* Prompt:
Convert the listing below, from the line containing "Segment the white-faced" through the final line of the listing, into a Markdown table with the columns Row and Line. Give each line its own numbered row and leave out blank lines.

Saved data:
● ● ● ●

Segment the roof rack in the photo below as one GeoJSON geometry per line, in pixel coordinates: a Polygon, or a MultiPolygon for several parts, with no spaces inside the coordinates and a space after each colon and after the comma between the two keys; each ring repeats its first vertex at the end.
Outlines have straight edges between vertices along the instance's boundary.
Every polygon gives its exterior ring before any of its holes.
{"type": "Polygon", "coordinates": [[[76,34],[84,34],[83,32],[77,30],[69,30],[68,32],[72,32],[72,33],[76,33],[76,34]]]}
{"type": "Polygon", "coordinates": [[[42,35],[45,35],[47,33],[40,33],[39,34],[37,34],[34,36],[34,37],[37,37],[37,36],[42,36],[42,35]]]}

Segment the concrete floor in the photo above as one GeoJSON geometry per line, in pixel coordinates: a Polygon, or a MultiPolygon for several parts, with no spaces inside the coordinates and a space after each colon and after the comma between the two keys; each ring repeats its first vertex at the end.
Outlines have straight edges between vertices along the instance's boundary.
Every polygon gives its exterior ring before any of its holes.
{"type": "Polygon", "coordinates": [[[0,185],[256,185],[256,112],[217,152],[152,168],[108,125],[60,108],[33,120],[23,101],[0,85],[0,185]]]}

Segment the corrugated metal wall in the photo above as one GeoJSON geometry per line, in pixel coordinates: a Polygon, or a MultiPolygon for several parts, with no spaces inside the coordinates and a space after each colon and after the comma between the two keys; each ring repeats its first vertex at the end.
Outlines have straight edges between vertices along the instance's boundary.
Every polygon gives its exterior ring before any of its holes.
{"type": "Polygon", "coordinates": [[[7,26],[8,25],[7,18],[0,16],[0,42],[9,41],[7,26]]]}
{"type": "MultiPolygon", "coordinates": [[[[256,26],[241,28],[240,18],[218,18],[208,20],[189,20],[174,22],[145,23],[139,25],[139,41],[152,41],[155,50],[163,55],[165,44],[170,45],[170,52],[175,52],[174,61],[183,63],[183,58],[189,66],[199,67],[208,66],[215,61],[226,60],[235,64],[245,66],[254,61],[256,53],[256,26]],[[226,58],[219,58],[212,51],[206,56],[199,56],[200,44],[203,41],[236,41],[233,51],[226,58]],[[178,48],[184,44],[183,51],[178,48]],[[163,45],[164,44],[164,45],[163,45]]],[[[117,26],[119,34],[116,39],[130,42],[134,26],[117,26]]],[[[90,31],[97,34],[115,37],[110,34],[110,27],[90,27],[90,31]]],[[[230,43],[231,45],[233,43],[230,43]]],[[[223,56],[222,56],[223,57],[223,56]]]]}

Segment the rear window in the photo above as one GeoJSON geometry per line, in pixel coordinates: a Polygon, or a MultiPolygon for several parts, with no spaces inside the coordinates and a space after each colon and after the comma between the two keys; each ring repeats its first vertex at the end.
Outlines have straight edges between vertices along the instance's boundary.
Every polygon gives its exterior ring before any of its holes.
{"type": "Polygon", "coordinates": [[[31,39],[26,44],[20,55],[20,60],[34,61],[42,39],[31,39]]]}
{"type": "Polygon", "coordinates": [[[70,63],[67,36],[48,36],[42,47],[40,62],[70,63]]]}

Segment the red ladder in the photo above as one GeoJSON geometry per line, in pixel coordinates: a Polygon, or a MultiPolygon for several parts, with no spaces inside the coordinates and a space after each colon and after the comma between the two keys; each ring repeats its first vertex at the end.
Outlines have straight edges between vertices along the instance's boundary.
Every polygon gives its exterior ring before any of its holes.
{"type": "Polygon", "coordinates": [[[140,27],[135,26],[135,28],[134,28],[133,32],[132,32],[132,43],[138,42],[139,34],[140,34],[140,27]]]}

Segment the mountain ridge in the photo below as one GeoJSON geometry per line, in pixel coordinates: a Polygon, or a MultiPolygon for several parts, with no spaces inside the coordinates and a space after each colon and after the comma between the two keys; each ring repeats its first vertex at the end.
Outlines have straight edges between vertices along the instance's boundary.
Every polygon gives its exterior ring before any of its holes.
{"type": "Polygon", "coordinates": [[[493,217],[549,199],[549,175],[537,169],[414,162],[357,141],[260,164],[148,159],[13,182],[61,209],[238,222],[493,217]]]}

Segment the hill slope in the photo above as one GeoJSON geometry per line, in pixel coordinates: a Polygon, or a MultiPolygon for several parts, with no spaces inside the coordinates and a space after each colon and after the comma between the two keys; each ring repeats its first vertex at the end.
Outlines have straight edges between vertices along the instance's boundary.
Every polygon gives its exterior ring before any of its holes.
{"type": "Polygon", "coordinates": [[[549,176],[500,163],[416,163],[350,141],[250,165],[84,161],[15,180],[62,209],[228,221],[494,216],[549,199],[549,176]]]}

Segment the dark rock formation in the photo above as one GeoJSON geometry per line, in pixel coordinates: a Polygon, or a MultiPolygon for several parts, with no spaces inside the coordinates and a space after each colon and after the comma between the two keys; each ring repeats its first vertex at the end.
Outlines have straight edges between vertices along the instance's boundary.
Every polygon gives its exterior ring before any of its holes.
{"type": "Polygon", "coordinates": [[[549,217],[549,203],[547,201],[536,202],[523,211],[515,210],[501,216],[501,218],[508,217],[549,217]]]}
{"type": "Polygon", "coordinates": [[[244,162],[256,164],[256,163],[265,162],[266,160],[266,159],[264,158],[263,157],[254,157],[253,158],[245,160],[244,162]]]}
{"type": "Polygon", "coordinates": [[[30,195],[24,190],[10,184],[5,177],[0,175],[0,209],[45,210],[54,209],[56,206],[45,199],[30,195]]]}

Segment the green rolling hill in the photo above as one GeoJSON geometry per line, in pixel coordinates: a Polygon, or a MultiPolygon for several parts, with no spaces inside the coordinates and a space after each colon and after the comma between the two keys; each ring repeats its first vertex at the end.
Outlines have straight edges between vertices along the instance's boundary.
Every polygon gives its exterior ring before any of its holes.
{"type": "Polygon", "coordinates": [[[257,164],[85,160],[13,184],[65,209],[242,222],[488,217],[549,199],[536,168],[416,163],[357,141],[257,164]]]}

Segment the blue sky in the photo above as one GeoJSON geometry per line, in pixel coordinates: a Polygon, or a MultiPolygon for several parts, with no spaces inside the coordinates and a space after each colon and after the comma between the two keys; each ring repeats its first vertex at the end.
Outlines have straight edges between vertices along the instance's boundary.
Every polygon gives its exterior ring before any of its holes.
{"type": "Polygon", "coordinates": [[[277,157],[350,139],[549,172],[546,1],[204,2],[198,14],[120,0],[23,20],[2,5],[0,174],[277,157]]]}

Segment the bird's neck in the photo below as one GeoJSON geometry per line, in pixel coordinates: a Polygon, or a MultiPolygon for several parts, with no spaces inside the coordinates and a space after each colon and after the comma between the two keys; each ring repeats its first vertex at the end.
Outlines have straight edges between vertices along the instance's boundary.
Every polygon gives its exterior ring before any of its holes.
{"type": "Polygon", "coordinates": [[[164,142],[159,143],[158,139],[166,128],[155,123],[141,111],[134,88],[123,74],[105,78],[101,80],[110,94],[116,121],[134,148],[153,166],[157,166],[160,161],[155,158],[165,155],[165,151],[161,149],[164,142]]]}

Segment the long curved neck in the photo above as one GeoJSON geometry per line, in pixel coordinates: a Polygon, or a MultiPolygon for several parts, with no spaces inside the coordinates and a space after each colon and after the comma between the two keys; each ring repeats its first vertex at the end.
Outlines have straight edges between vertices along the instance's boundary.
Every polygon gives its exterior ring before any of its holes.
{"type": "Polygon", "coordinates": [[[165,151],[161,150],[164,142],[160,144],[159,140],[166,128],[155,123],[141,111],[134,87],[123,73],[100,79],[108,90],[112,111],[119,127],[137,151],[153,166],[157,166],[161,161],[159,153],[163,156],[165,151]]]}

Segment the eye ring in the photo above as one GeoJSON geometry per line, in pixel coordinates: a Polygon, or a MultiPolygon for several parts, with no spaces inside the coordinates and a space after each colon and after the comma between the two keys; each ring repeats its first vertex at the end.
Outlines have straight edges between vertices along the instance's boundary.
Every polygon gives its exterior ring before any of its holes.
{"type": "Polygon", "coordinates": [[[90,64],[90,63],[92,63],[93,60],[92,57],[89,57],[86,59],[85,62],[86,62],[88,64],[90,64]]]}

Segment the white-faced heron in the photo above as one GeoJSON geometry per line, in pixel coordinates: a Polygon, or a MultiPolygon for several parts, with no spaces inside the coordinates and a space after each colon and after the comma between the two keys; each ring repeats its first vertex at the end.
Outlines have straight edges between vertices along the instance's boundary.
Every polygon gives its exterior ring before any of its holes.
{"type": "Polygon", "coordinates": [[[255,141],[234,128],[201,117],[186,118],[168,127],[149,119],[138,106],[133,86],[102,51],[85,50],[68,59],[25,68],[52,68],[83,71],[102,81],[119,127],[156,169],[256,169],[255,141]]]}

● ● ● ●

* Right answer:
| Row | Line |
|---|---|
| 1 | Segment the white-faced heron in the photo above as one GeoJSON geometry per line, in pixel coordinates: a Polygon, or a MultiPolygon for several parts, with no spaces inside the coordinates and a space after each colon and after the comma between the two keys; each ring repeats its first vertex at the end. |
| 2 | Outlines have straight edges between vertices along the instance's boundary. |
| 3 | Every polygon gives its exterior ring before any of its holes. |
| 4 | {"type": "Polygon", "coordinates": [[[255,141],[234,128],[201,117],[186,118],[168,127],[149,119],[138,106],[133,86],[102,51],[85,50],[68,59],[25,68],[52,68],[83,71],[102,81],[119,127],[156,169],[256,169],[255,141]]]} |